#### Data extracted from a collection
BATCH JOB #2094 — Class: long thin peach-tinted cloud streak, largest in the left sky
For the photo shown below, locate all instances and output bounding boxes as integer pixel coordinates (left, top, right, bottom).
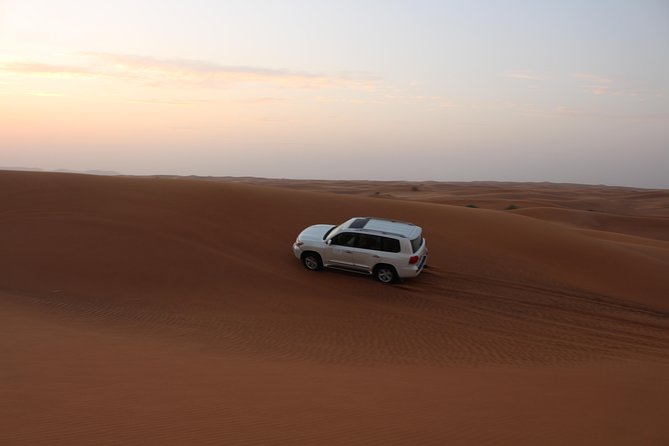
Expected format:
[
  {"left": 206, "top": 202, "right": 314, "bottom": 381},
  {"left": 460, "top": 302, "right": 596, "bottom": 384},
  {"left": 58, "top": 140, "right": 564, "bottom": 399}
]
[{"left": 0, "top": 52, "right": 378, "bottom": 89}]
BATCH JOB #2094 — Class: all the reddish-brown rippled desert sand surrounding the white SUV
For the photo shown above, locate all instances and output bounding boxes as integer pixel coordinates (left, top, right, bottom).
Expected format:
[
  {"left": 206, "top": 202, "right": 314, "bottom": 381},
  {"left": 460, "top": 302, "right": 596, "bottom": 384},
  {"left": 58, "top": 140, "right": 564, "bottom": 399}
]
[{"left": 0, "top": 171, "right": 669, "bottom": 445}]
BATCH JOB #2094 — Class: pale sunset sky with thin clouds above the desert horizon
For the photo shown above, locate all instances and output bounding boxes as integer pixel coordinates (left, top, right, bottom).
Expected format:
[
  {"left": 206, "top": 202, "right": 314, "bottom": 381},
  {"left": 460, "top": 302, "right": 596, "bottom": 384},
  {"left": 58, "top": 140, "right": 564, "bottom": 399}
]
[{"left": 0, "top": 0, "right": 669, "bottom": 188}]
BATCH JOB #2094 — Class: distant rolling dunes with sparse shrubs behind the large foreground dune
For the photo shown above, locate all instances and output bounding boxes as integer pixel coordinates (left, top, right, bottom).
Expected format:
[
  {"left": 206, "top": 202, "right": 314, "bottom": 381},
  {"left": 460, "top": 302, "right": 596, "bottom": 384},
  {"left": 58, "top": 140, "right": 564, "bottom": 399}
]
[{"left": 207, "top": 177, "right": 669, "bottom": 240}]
* * *
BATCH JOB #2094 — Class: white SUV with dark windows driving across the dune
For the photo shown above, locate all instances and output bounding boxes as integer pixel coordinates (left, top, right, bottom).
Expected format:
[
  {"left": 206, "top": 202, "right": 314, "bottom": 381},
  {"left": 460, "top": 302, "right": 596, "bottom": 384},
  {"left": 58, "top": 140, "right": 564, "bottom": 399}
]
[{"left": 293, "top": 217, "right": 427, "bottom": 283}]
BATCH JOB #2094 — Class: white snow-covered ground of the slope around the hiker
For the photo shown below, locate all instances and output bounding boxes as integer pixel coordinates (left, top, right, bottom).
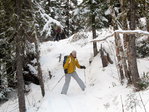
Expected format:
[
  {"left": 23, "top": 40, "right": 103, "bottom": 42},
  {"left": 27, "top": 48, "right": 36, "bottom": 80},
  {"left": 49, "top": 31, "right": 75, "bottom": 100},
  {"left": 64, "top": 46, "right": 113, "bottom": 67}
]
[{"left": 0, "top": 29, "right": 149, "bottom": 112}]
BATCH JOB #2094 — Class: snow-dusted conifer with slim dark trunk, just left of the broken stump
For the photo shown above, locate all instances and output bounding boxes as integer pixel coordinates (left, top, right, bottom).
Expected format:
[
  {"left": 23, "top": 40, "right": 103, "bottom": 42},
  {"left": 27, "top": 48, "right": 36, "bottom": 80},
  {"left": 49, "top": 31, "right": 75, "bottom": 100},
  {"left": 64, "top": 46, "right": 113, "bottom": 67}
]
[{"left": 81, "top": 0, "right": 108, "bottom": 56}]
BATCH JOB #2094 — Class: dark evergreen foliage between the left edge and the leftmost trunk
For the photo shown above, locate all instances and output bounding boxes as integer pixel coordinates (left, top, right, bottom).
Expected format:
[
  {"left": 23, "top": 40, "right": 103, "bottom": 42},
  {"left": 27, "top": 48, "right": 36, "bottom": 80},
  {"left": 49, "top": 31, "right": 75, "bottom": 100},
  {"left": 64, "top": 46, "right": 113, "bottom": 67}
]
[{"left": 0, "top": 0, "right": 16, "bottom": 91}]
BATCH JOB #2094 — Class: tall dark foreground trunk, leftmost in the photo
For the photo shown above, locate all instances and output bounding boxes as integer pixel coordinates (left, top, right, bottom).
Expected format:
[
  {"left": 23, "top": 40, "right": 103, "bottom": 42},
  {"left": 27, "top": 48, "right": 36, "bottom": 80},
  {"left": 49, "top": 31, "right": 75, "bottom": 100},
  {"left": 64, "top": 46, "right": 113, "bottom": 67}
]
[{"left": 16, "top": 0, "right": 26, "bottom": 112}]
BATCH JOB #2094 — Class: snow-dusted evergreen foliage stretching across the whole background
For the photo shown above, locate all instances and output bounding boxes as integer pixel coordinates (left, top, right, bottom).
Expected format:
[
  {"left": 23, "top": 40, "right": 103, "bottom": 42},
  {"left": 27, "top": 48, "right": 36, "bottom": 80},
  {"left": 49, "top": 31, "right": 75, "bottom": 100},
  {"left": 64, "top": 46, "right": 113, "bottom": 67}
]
* * *
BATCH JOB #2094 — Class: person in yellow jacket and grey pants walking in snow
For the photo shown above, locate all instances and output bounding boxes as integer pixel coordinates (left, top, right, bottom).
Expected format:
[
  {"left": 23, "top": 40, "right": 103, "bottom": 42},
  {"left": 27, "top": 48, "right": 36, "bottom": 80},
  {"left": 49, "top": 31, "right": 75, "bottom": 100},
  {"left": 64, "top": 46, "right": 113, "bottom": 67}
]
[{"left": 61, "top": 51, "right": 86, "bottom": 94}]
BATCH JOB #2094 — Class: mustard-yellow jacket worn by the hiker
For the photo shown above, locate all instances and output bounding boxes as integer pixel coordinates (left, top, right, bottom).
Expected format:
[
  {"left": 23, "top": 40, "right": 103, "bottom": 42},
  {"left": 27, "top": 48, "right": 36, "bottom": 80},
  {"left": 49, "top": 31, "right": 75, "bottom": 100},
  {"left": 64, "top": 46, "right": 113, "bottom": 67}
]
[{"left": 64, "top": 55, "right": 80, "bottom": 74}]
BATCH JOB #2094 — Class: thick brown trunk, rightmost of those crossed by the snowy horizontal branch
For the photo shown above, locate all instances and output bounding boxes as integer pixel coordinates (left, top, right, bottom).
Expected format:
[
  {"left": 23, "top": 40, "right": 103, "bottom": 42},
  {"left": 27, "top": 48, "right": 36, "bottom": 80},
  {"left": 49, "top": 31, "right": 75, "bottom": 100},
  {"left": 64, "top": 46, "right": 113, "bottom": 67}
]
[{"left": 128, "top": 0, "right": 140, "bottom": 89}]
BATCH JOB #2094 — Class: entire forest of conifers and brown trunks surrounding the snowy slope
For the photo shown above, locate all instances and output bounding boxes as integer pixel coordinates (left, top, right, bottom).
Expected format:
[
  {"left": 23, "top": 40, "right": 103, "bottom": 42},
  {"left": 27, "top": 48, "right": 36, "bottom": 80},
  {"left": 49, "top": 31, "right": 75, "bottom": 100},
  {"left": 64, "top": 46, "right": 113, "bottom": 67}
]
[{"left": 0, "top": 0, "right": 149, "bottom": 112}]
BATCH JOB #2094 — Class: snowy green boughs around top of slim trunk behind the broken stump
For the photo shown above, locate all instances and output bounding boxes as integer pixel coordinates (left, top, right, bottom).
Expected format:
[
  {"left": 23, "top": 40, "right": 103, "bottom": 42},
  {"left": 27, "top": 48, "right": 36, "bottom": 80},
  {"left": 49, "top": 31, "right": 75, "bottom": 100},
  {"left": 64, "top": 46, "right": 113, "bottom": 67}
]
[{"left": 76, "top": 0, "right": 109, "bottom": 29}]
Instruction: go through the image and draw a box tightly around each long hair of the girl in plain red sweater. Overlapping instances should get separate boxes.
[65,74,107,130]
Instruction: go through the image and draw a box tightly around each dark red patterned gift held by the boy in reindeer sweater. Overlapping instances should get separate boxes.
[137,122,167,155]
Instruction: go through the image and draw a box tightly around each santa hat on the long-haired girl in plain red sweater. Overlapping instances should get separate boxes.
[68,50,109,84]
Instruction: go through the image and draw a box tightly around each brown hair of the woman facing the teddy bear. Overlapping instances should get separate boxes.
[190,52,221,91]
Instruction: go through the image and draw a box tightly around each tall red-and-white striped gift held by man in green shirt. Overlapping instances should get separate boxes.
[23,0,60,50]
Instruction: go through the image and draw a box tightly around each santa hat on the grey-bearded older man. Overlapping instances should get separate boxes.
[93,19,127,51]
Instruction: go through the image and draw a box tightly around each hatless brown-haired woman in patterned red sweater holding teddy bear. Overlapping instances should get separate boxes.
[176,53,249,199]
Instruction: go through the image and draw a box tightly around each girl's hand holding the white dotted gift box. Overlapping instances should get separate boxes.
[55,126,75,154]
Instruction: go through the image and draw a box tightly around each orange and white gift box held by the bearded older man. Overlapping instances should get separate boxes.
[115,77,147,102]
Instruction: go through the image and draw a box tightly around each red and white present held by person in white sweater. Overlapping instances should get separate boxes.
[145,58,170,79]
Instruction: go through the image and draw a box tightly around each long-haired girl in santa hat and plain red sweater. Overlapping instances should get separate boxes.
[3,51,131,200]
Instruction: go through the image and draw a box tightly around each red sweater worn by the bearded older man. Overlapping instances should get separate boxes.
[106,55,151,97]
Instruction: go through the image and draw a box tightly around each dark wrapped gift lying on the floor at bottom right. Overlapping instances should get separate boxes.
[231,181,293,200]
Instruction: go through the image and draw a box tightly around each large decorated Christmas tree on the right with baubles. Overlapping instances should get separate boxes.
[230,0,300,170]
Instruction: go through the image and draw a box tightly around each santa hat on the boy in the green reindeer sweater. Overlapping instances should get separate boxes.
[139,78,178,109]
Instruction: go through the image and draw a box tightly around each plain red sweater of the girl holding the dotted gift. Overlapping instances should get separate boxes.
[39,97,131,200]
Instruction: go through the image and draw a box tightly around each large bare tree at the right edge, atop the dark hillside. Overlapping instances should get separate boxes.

#### Problem requirements
From the entries, copy every line in which the string "leftmost" can be found.

#### Written response
BATCH JOB #2094 — Class: dark evergreen foliage between the left edge and the leftmost trunk
BATCH JOB #2094 — Class: tall dark foreground trunk, leftmost in the photo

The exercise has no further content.